# Job:
List every line of the listing below that contains the string "this". Case counts.

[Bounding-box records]
# # #
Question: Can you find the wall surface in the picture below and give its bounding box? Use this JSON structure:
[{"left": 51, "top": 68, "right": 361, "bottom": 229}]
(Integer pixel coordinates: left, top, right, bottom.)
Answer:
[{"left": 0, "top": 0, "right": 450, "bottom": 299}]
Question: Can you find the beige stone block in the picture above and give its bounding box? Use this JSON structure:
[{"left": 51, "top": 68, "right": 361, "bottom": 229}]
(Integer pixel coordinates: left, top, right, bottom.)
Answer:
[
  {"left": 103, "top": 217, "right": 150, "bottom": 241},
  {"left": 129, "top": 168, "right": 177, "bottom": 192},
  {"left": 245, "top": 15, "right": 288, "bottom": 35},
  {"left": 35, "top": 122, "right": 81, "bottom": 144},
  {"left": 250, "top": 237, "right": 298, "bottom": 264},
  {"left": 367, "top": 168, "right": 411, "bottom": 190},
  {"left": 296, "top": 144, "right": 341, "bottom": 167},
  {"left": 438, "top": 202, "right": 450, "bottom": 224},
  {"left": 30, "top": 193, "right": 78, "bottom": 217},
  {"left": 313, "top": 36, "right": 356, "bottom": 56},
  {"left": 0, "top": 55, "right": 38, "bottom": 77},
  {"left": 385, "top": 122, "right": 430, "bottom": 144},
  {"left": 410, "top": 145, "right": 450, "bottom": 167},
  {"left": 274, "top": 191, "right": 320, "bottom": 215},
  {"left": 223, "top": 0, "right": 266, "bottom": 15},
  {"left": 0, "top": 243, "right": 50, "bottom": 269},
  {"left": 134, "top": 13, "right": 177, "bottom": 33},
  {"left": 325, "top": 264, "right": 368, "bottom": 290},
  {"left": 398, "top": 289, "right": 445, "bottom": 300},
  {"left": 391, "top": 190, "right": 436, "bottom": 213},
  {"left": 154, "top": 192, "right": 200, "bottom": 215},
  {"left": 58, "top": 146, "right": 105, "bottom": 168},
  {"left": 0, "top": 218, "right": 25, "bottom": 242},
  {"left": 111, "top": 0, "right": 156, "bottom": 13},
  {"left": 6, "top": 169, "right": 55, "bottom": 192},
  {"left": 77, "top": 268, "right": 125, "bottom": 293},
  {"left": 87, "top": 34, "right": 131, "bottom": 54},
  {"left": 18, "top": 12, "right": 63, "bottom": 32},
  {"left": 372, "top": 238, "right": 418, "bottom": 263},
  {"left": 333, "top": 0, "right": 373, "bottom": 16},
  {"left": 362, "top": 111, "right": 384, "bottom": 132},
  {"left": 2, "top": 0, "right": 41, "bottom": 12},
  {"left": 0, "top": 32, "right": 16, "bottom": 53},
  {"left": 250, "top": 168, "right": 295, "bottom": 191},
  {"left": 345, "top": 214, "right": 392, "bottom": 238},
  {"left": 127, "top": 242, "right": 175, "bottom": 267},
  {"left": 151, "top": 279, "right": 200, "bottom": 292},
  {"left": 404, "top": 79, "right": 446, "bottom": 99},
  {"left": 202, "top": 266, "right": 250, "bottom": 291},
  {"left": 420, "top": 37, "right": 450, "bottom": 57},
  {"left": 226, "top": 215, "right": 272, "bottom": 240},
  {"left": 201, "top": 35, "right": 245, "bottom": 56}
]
# # #
# Exercise solution:
Question: Can you find the wall surface in the picture below and give its bounding box? Use this JSON structure:
Question: Can you find the beige stone block in the picture above and give its bounding box? Use this JSON structure:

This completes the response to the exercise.